All of the records below need to be copied exactly.

_ _ _ _ _

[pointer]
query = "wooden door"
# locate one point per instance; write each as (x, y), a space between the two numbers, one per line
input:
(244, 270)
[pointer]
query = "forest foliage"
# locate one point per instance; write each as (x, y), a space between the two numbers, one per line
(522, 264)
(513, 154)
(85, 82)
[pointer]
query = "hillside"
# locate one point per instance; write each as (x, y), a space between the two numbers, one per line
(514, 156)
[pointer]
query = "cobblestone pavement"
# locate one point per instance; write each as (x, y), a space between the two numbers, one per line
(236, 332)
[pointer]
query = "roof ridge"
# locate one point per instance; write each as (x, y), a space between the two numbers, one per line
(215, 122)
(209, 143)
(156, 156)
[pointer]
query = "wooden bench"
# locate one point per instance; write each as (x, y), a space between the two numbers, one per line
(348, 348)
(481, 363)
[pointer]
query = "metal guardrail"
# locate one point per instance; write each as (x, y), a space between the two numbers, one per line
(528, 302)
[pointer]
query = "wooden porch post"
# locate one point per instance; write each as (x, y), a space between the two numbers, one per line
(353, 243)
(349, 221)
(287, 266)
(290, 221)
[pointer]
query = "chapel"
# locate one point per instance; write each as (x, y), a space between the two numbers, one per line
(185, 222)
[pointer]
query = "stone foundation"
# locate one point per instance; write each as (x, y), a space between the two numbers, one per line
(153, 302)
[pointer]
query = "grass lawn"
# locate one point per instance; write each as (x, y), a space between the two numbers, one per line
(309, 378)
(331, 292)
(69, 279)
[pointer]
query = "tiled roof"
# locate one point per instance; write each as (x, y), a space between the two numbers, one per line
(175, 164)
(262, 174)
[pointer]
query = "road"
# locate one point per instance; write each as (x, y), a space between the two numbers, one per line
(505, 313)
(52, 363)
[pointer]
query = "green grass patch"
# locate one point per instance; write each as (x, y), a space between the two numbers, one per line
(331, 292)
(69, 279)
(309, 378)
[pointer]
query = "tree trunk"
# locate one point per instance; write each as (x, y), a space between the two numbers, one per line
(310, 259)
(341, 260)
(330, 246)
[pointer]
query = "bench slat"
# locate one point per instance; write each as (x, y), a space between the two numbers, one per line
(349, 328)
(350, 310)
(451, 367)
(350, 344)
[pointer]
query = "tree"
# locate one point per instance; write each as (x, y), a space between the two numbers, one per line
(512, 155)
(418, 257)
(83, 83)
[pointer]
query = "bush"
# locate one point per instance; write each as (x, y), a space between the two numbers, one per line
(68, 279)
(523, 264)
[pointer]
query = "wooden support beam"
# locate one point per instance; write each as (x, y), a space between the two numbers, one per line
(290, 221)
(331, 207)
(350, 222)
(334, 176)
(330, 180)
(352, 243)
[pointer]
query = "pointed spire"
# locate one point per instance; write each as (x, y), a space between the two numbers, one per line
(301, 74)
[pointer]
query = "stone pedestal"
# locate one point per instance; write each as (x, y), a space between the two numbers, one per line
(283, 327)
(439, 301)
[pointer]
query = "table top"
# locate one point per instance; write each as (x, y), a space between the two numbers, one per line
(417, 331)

_ _ _ _ _

- **REPLY**
[pointer]
query = "wooden door"
# locate one point per instance; write each as (x, y), a space between the two numbers, one per line
input:
(244, 270)
[pointer]
query = "forest foliage"
# locate one point per instance; write each as (x, y), a space between the two numbers, one per line
(522, 264)
(513, 154)
(85, 82)
[pointer]
query = "hillside"
# locate one point per instance; write each as (x, y), a space between the two numbers, one per line
(514, 156)
[pointer]
query = "cobblestone pavement"
# locate one point per instance; write each as (x, y), a space between the two numbers, one per line
(236, 332)
[pointer]
query = "roof ridge"
# locate one point per instance; write each as (x, y), a space between the two numbers, one per line
(215, 122)
(209, 143)
(156, 156)
[pointer]
query = "wooden bench"
# locate one point per instance; write each as (x, y), a space between the two numbers, one per line
(348, 348)
(481, 363)
[pointer]
query = "metal guardrail"
# locate one point per instance; write each as (x, y), a space between the two numbers, one per line
(528, 302)
[pointer]
query = "wooden porch post"
# locate one point per instance; write each as (x, y), a space between the two numbers, one per line
(353, 243)
(349, 221)
(287, 266)
(290, 221)
[pointer]
query = "chapel"
# locate one point per instance; write each as (x, y), a space between the two numbers, one per line
(185, 222)
[pointer]
query = "stone foundation"
# locate one point per instance; write each as (x, y), a space between the two numbers, one per line
(153, 302)
[pointer]
query = "grass lawn"
# locate one point per instance; write each as (x, y), a space between the two numbers, one per line
(309, 378)
(331, 292)
(69, 279)
[pointer]
query = "tiled roof"
# locate one point per instance; write each as (x, y), a space between the two numbers, one per line
(175, 164)
(262, 174)
[pointer]
query = "road"
# locate one point per instance; write each as (x, y), a space between the two numbers, one per line
(505, 313)
(52, 363)
[pointer]
query = "green grass patch"
# locate one point per instance; write each as (x, y), a space between the two numbers, one per line
(331, 292)
(69, 279)
(309, 378)
[pointer]
query = "tree trunk"
# locate one point per instance; write each as (x, y), a space between the two numbers, one per line
(310, 259)
(341, 260)
(330, 246)
[pointer]
query = "bench slat"
# locate one point per instance; write each as (x, y), a space between the two numbers, one per line
(349, 328)
(350, 310)
(451, 367)
(350, 344)
[pointer]
query = "tree"
# locate one point per instance; write each as (x, y), a space between the two numbers, one per line
(512, 155)
(418, 257)
(83, 83)
[pointer]
query = "bush"
# locate one point per instance; write each as (x, y), a space between the two numbers, one per line
(68, 279)
(523, 264)
[pointer]
query = "wooden support beam"
# locate one point per instance; write each as (x, y), a space between the two numbers, one per line
(290, 221)
(331, 207)
(350, 222)
(334, 176)
(330, 180)
(352, 243)
[pointer]
query = "pointed spire"
# locate one point per instance; write each as (x, y), a space between the two numbers, one per line
(301, 74)
[pointer]
query = "stone pedestal"
# locate one point per instance; write each as (x, y), a space between the two numbers, one per line
(283, 327)
(439, 301)
[pointer]
query = "table top"
# locate one point per instance; write each as (x, y), a space between the two numbers, one per line
(417, 331)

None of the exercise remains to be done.